▸ **Stated goal**
Can you reproduce word for word the part of the listing below that begins at the line containing "of the beige" and ends after the line containing "column 286, row 220", including both of those lines?

▸ **Entries supplied**
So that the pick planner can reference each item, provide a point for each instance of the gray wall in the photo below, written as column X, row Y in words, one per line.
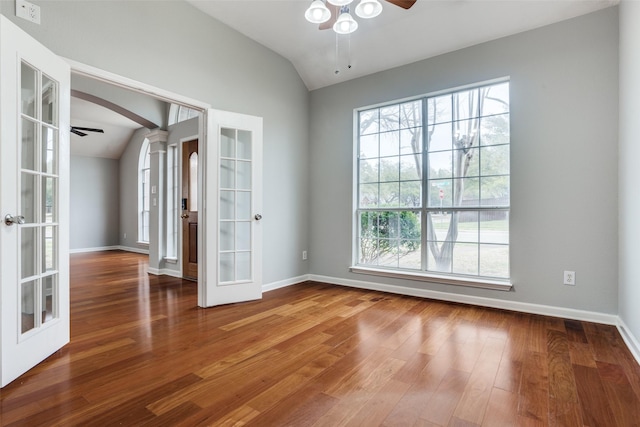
column 94, row 203
column 171, row 45
column 128, row 173
column 564, row 115
column 629, row 153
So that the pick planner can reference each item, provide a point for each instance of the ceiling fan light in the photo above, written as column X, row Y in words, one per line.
column 345, row 24
column 340, row 2
column 317, row 13
column 368, row 9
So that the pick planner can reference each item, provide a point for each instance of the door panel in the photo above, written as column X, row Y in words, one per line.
column 190, row 210
column 34, row 200
column 233, row 178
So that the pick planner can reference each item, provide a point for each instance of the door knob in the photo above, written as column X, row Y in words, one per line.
column 10, row 220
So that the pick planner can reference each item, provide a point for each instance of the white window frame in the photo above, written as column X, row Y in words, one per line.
column 144, row 192
column 422, row 274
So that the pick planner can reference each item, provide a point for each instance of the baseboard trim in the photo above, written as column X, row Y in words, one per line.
column 629, row 339
column 98, row 249
column 567, row 313
column 284, row 283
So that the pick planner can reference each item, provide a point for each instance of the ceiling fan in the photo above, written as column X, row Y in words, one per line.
column 336, row 10
column 79, row 130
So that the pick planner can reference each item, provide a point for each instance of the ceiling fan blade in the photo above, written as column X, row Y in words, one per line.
column 405, row 4
column 87, row 129
column 335, row 11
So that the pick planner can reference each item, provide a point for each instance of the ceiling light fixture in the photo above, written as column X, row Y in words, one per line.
column 318, row 13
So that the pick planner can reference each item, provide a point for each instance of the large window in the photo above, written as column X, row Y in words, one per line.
column 144, row 192
column 433, row 184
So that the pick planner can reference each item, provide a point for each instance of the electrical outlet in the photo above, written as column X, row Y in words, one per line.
column 28, row 11
column 570, row 278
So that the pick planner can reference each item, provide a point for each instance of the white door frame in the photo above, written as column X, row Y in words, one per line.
column 167, row 96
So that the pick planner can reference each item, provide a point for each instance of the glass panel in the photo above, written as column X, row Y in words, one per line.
column 28, row 201
column 244, row 144
column 49, row 186
column 227, row 201
column 495, row 160
column 389, row 144
column 227, row 267
column 441, row 164
column 465, row 258
column 369, row 123
column 410, row 167
column 227, row 235
column 49, row 292
column 494, row 260
column 28, row 248
column 27, row 306
column 440, row 137
column 49, row 101
column 49, row 241
column 28, row 145
column 227, row 142
column 28, row 79
column 368, row 195
column 439, row 109
column 369, row 147
column 410, row 194
column 193, row 182
column 243, row 208
column 440, row 193
column 494, row 227
column 390, row 169
column 49, row 150
column 495, row 191
column 243, row 236
column 369, row 170
column 243, row 266
column 411, row 141
column 243, row 175
column 227, row 174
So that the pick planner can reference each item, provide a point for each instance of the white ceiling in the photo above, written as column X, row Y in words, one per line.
column 396, row 37
column 110, row 144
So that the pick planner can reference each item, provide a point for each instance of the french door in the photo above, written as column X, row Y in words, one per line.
column 233, row 209
column 34, row 200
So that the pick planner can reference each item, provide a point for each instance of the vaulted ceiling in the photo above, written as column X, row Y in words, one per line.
column 396, row 37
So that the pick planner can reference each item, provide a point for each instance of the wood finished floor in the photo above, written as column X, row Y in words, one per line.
column 142, row 353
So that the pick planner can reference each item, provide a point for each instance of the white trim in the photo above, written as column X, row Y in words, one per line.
column 164, row 272
column 96, row 249
column 284, row 283
column 546, row 310
column 629, row 339
column 474, row 282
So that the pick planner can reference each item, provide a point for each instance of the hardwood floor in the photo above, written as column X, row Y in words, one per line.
column 142, row 353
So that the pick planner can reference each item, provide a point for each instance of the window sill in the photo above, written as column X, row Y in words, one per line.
column 498, row 285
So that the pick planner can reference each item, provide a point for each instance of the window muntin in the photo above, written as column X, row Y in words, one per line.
column 144, row 192
column 451, row 216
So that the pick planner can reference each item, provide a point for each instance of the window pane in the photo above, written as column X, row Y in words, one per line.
column 440, row 137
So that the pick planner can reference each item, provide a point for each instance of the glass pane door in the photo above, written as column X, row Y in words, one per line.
column 235, row 195
column 38, row 200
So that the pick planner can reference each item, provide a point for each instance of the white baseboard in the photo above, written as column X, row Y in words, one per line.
column 632, row 342
column 98, row 249
column 134, row 250
column 284, row 283
column 567, row 313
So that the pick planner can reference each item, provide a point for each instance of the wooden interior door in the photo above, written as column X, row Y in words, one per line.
column 190, row 210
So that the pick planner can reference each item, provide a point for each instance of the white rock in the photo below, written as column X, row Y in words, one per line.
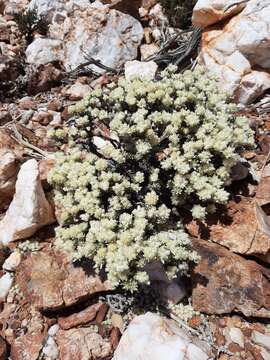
column 106, row 35
column 29, row 210
column 13, row 261
column 148, row 50
column 78, row 91
column 151, row 337
column 77, row 26
column 50, row 349
column 5, row 284
column 53, row 330
column 208, row 12
column 237, row 336
column 252, row 86
column 140, row 69
column 235, row 50
column 261, row 339
column 50, row 7
column 43, row 51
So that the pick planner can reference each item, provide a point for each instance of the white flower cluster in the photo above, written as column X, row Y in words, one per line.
column 169, row 144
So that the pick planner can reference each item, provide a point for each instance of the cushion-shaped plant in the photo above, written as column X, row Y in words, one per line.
column 141, row 151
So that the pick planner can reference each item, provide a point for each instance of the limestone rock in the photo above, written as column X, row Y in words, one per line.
column 106, row 35
column 234, row 52
column 8, row 68
column 81, row 318
column 225, row 282
column 208, row 12
column 10, row 157
column 29, row 210
column 8, row 172
column 78, row 91
column 27, row 347
column 50, row 349
column 5, row 117
column 261, row 339
column 140, row 69
column 3, row 349
column 244, row 234
column 151, row 337
column 43, row 51
column 82, row 344
column 148, row 50
column 13, row 261
column 52, row 7
column 77, row 26
column 50, row 282
column 43, row 79
column 6, row 282
column 237, row 336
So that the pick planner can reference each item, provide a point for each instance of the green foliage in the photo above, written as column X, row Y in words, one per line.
column 30, row 22
column 179, row 12
column 167, row 146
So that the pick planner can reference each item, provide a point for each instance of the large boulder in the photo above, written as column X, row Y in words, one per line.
column 208, row 12
column 78, row 27
column 151, row 337
column 29, row 210
column 238, row 52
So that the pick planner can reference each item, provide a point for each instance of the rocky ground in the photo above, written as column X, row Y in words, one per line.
column 54, row 309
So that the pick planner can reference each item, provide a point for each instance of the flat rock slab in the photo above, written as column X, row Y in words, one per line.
column 224, row 282
column 27, row 347
column 50, row 282
column 82, row 344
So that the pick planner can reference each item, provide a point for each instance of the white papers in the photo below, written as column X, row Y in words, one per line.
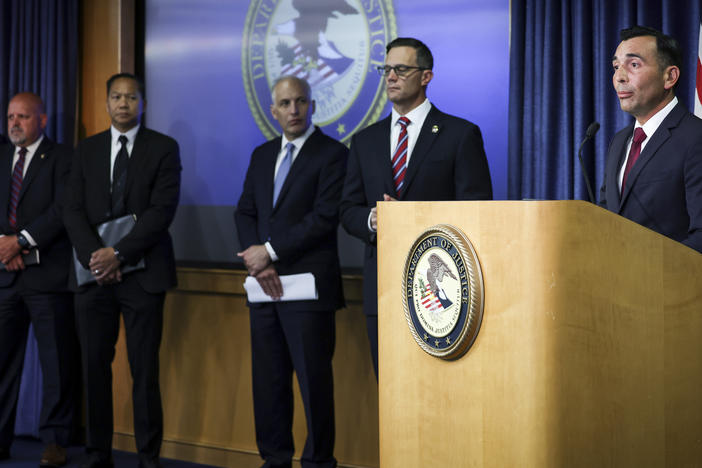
column 295, row 288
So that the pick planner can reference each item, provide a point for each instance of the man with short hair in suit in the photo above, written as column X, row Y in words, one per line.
column 653, row 173
column 125, row 170
column 417, row 153
column 35, row 172
column 287, row 220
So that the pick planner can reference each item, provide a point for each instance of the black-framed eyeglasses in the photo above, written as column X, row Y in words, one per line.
column 400, row 70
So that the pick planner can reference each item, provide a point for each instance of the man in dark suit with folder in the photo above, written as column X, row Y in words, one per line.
column 417, row 153
column 35, row 253
column 287, row 220
column 125, row 170
column 653, row 174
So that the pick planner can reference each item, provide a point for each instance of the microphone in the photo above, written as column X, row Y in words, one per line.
column 589, row 134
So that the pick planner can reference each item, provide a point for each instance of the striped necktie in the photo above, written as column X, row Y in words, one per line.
column 282, row 171
column 16, row 186
column 399, row 159
column 634, row 152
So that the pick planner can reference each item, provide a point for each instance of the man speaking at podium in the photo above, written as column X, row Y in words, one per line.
column 653, row 174
column 418, row 153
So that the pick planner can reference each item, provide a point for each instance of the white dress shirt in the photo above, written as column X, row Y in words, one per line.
column 298, row 142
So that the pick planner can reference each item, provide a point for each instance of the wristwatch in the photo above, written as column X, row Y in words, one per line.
column 119, row 256
column 23, row 242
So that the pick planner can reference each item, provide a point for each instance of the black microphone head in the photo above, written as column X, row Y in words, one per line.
column 592, row 129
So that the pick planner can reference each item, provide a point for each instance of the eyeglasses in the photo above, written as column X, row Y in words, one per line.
column 400, row 70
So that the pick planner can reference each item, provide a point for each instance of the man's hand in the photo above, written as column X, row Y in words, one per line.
column 104, row 266
column 255, row 258
column 114, row 277
column 374, row 212
column 9, row 248
column 270, row 283
column 15, row 264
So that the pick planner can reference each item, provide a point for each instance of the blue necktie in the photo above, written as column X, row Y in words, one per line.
column 282, row 171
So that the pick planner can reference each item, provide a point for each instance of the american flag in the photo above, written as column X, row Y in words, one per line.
column 430, row 301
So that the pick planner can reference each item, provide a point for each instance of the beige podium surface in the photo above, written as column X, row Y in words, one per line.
column 589, row 352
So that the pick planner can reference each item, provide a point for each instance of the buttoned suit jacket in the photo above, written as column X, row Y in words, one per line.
column 39, row 212
column 151, row 193
column 302, row 226
column 448, row 162
column 663, row 191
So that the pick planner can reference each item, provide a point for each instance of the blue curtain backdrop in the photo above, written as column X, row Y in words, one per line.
column 561, row 81
column 39, row 53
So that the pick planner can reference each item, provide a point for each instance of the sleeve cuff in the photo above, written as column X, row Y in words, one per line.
column 271, row 252
column 370, row 229
column 31, row 240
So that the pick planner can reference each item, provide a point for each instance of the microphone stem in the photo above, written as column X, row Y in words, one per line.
column 582, row 168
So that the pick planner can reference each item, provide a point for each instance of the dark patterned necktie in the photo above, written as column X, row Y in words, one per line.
column 119, row 179
column 16, row 186
column 399, row 159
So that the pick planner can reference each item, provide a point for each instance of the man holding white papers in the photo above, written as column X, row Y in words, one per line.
column 286, row 220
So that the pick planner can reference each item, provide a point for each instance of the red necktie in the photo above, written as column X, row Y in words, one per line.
column 634, row 152
column 16, row 186
column 399, row 159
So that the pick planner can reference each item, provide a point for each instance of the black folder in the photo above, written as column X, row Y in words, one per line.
column 110, row 232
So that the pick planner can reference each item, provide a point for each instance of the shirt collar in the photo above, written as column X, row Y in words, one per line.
column 31, row 149
column 130, row 134
column 299, row 141
column 416, row 115
column 654, row 122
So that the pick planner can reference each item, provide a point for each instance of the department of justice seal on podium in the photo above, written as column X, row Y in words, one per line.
column 442, row 292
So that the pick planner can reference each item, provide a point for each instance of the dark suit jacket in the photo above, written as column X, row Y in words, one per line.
column 448, row 163
column 39, row 212
column 664, row 188
column 302, row 226
column 152, row 192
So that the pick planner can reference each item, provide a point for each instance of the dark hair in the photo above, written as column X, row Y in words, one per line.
column 424, row 57
column 139, row 82
column 669, row 53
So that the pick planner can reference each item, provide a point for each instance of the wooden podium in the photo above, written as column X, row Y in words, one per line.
column 589, row 353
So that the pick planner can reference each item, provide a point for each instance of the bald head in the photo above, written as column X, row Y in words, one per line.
column 26, row 119
column 302, row 84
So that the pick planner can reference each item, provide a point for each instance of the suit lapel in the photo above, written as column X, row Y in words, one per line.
column 619, row 151
column 659, row 137
column 307, row 151
column 382, row 156
column 38, row 160
column 102, row 166
column 427, row 136
column 267, row 169
column 139, row 153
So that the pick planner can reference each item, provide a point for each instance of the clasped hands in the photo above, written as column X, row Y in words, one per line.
column 259, row 265
column 104, row 266
column 10, row 252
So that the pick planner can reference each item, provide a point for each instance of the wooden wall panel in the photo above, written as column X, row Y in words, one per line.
column 106, row 47
column 206, row 378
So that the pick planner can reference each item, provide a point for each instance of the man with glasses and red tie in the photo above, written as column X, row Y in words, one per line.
column 417, row 153
column 653, row 174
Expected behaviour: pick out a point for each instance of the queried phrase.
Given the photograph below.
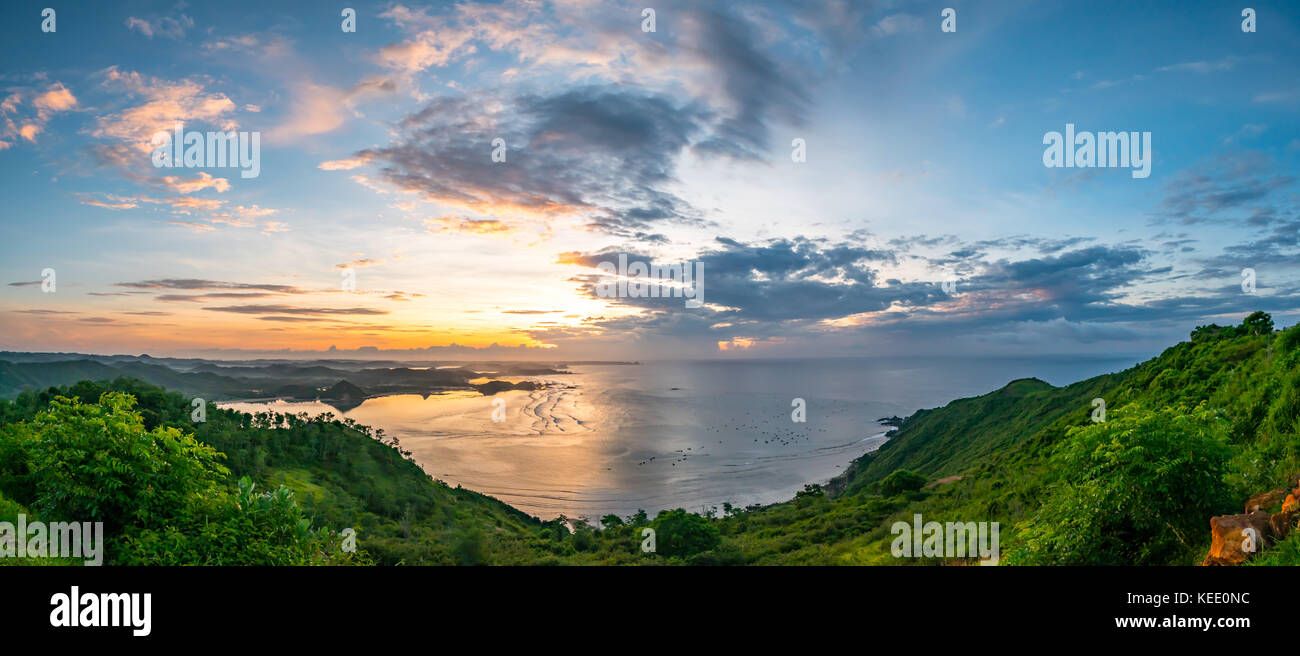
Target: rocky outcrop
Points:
(1233, 541)
(1236, 538)
(1266, 500)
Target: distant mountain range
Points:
(342, 381)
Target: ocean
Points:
(679, 434)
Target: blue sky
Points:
(923, 164)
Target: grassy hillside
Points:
(1030, 456)
(1188, 434)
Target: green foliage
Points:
(1191, 433)
(681, 534)
(901, 481)
(1136, 489)
(98, 463)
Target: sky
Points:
(445, 181)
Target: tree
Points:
(683, 534)
(1132, 490)
(901, 481)
(1259, 324)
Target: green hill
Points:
(1187, 435)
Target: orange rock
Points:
(1282, 524)
(1235, 538)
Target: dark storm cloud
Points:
(767, 287)
(609, 150)
(759, 86)
(603, 151)
(1233, 187)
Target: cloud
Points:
(163, 104)
(198, 183)
(1222, 187)
(1203, 66)
(346, 164)
(468, 226)
(165, 26)
(195, 283)
(319, 109)
(359, 263)
(295, 309)
(897, 24)
(25, 112)
(602, 153)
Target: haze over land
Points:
(923, 164)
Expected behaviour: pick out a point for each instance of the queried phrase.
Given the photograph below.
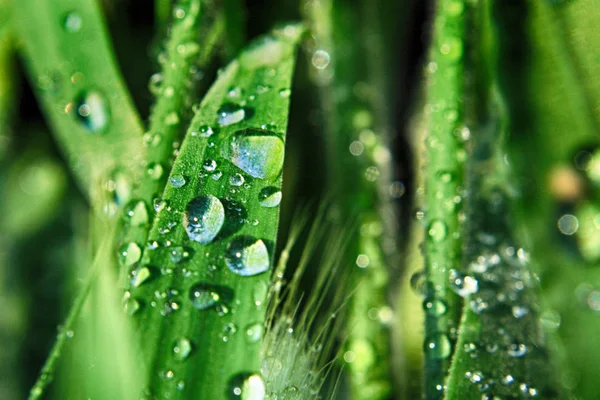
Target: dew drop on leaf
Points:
(203, 218)
(247, 387)
(205, 295)
(177, 180)
(129, 254)
(72, 22)
(437, 230)
(270, 197)
(139, 275)
(91, 110)
(182, 348)
(438, 346)
(230, 114)
(247, 256)
(259, 153)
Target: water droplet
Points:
(247, 387)
(461, 284)
(270, 197)
(285, 93)
(247, 256)
(159, 204)
(137, 212)
(438, 346)
(203, 218)
(321, 59)
(155, 170)
(230, 114)
(205, 296)
(259, 153)
(254, 332)
(418, 282)
(434, 307)
(139, 275)
(177, 180)
(129, 254)
(92, 111)
(209, 164)
(236, 180)
(437, 230)
(182, 348)
(72, 22)
(517, 350)
(568, 224)
(180, 254)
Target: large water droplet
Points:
(247, 256)
(203, 218)
(230, 114)
(205, 295)
(92, 111)
(270, 197)
(257, 152)
(247, 387)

▸ **Result for this task**
So that the pick planner can reference each item, provide a point for each instance of the beige podium surface in the photo above, written as column X, row Y in words, one per line.
column 589, row 352
So that the pick planner can reference each item, provide a point for each instance of the buttoned suit jacket in the photo above, written as column X, row Y in words, one per line.
column 39, row 212
column 151, row 193
column 302, row 226
column 448, row 162
column 663, row 191
So that the pick planner can reference each item, provide a point for each instance of the blue curtain backdrop in the photo above, written as column X, row Y in words, one per line.
column 561, row 81
column 39, row 53
So that the pick planner can reference each item, provide a point for each instance of the sleeve cuff in the photo above, written as column X, row Y in words, one per line.
column 271, row 252
column 370, row 229
column 31, row 240
So that the pick planner can reference each item, provide a point for each instance of the microphone stem in the photo above, written as column X, row Y in words, one per line.
column 582, row 168
So that the pick planner can reference each item, provide a point for each instance of the dark patterned necktie in the photo above, written as column X, row Y in words, one per line.
column 119, row 179
column 16, row 186
column 399, row 159
So that the pick planner can reference each item, provide a point for each instance of the man holding white papers in the photo above, written as column X, row Y in words, one per line.
column 286, row 220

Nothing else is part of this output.